Part of a data file:
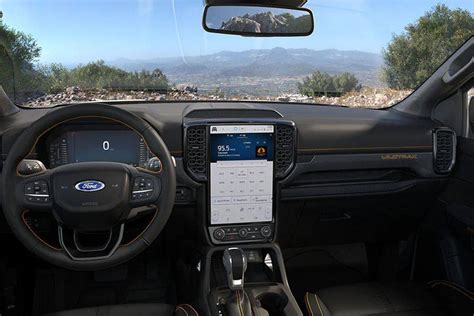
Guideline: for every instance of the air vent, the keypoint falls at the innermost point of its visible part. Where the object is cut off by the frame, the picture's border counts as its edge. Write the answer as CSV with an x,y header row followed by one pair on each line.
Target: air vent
x,y
196,153
444,150
285,149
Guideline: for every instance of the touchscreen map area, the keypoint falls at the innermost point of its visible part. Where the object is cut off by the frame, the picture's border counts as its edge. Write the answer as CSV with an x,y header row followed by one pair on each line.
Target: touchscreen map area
x,y
241,173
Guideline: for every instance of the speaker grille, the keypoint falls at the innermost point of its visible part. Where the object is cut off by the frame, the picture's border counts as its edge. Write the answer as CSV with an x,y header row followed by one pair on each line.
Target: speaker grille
x,y
285,150
196,151
444,150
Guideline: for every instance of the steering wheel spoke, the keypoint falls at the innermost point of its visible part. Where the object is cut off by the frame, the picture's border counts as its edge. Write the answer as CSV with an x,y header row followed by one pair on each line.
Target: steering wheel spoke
x,y
33,192
145,187
91,201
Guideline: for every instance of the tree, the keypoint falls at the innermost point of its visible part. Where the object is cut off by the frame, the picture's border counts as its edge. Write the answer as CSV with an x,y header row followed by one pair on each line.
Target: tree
x,y
346,82
320,83
18,52
415,54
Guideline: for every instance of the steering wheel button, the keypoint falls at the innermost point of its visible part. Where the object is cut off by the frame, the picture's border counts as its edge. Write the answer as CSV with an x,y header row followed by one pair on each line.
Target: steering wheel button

→ WHAT TO WORK ON
Exactly as written, give again every line from the one containing "Guideline: for every instance of the speaker" through the last line of the material above, and no other lines.

→ ANSWER TO THE EXERCISE
Guideline: for every instance of the speaker grille, the keypoint falls at the innermost point of its visible part. Where the object is cut off by the frame, the picture's border counts as its edge. Write the answer as CSV with an x,y header row followed by one pair on each line.
Target: speaker grille
x,y
285,150
196,151
444,150
Guideline: for every instance of the steering wheel spoke, the keypoint falls at the innermost point of its visible part. Where the object is cut off by the frame, the picture's border counts as its edge. Write the answer as CSV with an x,y header row followed by one pair on each line.
Target: steering wheel spoke
x,y
33,192
145,187
91,201
Guideline: for every instance of the tree, the keypoint falls at the innermost point of its visible part. Where the object is cut off by the frame, the picture's border counts as its edge. Write the answer as CSV with an x,y header row followed by one pair on each line.
Target: tree
x,y
346,82
320,83
18,52
415,54
Guideline: for every instance of the steering wheel button, the keypoint falls at the innermost point of its visible part. Where the object is cut off by the frame, the picture's border counts as its edge. Write the answer as CSV with an x,y header row followed by one pair on each line.
Target: steering wheel button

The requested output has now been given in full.